» Passage given
States of Complicity

Rutgers University Press
Reports from war zones often note the obscene victimization of women, who are frequently raped, tortured, beaten, and pressed into sexual servitude. Yet this reign of terror against women not only occurs during exceptional moments of social collapse, but during peacetime too. As this powerful book argues, violence against women should be understood as a systemic problem—one for which the state must be held accountable. 
 
The twelve essays in Gender Violence in Peace and War present a continuum of cases where the state enables violence against women—from state-sponsored torture to lax prosecution of sexual assault. Some contributors uncover buried histories of state violence against women throughout the twentieth century, in locations as diverse as Ireland, Indonesia, and Guatemala. Others spotlight ongoing struggles to define the state’s role in preventing gendered violence, from domestic abuse policies in the Russian Federation to anti-trafficking laws in the United States.

» Data extract

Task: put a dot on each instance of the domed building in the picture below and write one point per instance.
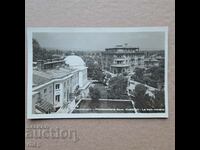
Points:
(56, 84)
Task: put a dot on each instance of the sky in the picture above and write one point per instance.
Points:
(100, 41)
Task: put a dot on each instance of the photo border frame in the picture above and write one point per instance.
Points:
(31, 30)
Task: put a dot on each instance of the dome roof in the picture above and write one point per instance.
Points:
(74, 61)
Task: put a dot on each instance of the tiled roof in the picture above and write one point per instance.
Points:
(41, 77)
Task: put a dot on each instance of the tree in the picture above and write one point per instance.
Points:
(94, 71)
(159, 102)
(118, 88)
(95, 95)
(141, 99)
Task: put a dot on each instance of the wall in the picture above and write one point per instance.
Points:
(107, 134)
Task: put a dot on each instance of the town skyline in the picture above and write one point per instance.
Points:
(100, 41)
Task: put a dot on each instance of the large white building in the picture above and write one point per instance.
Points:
(56, 82)
(122, 59)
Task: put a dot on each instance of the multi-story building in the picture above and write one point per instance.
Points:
(122, 59)
(55, 82)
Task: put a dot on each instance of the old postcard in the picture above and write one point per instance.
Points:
(97, 72)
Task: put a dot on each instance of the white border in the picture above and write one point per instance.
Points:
(94, 115)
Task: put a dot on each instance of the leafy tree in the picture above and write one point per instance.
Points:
(95, 95)
(159, 102)
(141, 99)
(117, 88)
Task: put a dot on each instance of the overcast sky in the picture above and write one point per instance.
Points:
(100, 41)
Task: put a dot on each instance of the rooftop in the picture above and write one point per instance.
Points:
(41, 77)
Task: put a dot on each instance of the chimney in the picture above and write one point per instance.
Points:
(40, 64)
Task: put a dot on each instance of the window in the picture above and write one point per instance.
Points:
(57, 86)
(58, 98)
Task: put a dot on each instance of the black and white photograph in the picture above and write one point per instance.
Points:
(97, 72)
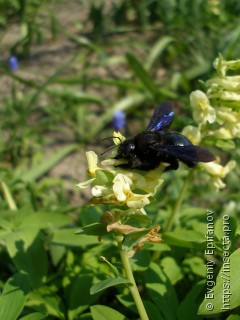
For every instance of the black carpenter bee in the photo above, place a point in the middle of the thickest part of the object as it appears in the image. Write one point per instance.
(149, 149)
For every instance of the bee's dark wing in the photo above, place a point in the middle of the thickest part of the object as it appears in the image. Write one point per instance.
(189, 153)
(162, 117)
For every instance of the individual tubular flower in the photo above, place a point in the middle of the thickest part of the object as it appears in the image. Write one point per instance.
(119, 120)
(13, 63)
(218, 172)
(203, 112)
(193, 134)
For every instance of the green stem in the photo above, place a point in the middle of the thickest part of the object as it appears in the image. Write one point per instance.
(8, 196)
(156, 254)
(179, 201)
(129, 275)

» Task requirements
[a] Do these statements agree with the description of the book on gender violence? Answer yes or no for each, and quote the words from the description that decide it.
(i) The book is made up of twelve essays.
(ii) According to the description, violence against women occurs only during social collapse.
(iii) Contributors examine anti-trafficking laws in the Russian Federation.
[b] Answer these questions from the description of the book on gender violence:
(i) Which press is named?
(ii) Which three locations are given for the buried histories of state violence against women?
(iii) Who does the book say must be held accountable?
[c] Extend the description of the book on gender violence from where it stops.

» Answers below
[a]
(i) Yes: "The twelve essays in Gender Violence in Peace and War"
(ii) No: "not only occurs during exceptional moments of social collapse, but during peacetime too"
(iii) No: "from domestic abuse policies in the Russian Federation to anti-trafficking laws in the United States"

[b]
(i) Rutgers University Press
(ii) Ireland, Indonesia, and Guatemala
(iii) The state

[c]
Bringing together cutting-edge research from political science, history, gender studies, anthropology, and legal studies, this collection offers a comparative analysis of how the state facilitates, legitimates, and perpetuates gender violence worldwide. The contributors also offer vital insights into how states might adequately protect women’s rights in peacetime, as well as how to intervene when a state declares war on its female citizens.  
 
This wide-ranging volume documents the complicity of states in gender violence, from state perpetration of strategic sexual violence in some conflict settings – in Greece, Guatemala, Iraq, among others – to the neglect by states worldwide of women’s security and other basic needs in both war and peace. Essential reading for scholars and practitioners alike. Elisabeth Jean Wood, Yale University
In this excellent book, the contributors consistently and compellingly question our assumptions about the state and gender violence in ways that will ground forthcoming scholarly conversations.'  Irina Carlota (Lotti) Silber, City College of New York
VICTORIA SANFORD is professor and chair of anthropology, as well as director of the Center for Human Rights and Peace Studies at Lehman College, and doctoral faculty at the Graduate Center, City University of New York.  She is the author of many books including Buried Secrets: Truth and Human Rights in Guatemala, and is the coeditor of Engaged Observer: Activism, Advocacy, and Anthropology
 
KATERINA STEFATOS is an adjunct assistant professor at Lehman College (CUNY) and serves as the Hellenic Studies Program Coordinator at Columbia University in New York. 
 
CECILIA SALVI is a doctoral student at The Graduate Center, CUNY.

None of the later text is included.